Ice sheets are beautifully complex systems, but it's easy to think of ice sheets and the environment as a one-way relationship: the environment changes, then the ice changes -- environment to ice. But ice sheets have an influence on the environment just as strongly as the environment has an influence on them. This post will talk about an interaction that I have been obsessed with (and nerding out over) recently: glacial isostatic adjustment (GIA, for short).
Imagine the most comfortable bed you can possibly sleep on. The type of mattress that you just sink in to and is the hardest goodbye on a Monday morning. Glacial isostatic adjustment is like that, but a several-kilometer thick ice sheet is you, and your mattress is the Earth's mantle.
When you lie down on a mattress, you exert your weight on that mattress -- compressing the inside of your beloved foam rectangular prism -- causing the surface on which you rest to sink. Ice sheets on continents are doing the same thing, just on a larger scale. Ice sheets are big. And, as you would expect from that detail, they are also very heavy. So heavy, in fact, that they weigh down the upper mantle beneath them. This causes the ground to subside.
"Thickness of the Ice Sheets" - xkcd comic |
The Earth's mantle is deformable, and we can think of the mantle as having a viscosity. Viscosity is the measure of how resistant a substance is to deformation. A substance that is very resistant to deformation is described as having a high viscosity, while low viscosity fluids are less resistant to deformation.

# [PROBLEM 1]
List every line of the records that contains the word "cardboard".
The text and the records are unrelated material.

[Pointing dataset records]
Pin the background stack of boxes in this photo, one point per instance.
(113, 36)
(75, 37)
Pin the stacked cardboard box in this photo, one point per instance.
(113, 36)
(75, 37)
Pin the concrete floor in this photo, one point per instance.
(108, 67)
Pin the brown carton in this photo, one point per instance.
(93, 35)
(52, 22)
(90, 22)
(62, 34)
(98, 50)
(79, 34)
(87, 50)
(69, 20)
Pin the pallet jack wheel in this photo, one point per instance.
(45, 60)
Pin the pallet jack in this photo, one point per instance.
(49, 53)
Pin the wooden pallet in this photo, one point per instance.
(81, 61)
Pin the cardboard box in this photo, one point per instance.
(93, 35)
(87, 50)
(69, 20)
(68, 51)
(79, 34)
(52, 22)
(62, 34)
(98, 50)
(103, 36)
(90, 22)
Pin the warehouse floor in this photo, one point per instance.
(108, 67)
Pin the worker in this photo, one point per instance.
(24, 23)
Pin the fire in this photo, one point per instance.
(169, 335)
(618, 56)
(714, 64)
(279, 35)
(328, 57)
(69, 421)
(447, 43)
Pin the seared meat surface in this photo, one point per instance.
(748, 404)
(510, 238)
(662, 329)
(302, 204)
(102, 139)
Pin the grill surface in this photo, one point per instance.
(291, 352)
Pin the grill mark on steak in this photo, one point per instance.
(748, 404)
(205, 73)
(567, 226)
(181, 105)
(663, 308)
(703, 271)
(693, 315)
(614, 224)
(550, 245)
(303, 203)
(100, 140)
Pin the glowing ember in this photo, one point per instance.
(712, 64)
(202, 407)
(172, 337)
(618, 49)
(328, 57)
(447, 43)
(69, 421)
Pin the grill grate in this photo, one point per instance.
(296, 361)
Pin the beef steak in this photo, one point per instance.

# [PROBLEM 2]
Return the part of the glacial isostatic adjustment passage that begins with "Ice sheets are beautifully" and ends after "(GIA, for short).", copying it word for word.

# [EXERCISE SOLUTION 1]
Pin the stacked cardboard box in this photo, one point per instance.
Pin the cardboard box in this photo, one point per instance.

# [EXERCISE SOLUTION 2]
Ice sheets are beautifully complex systems, but it's easy to think of ice sheets and the environment as a one-way relationship: the environment changes, then the ice changes -- environment to ice. But ice sheets have an influence on the environment just as strongly as the environment has an influence on them. This post will talk about an interaction that I have been obsessed with (and nerding out over) recently: glacial isostatic adjustment (GIA, for short).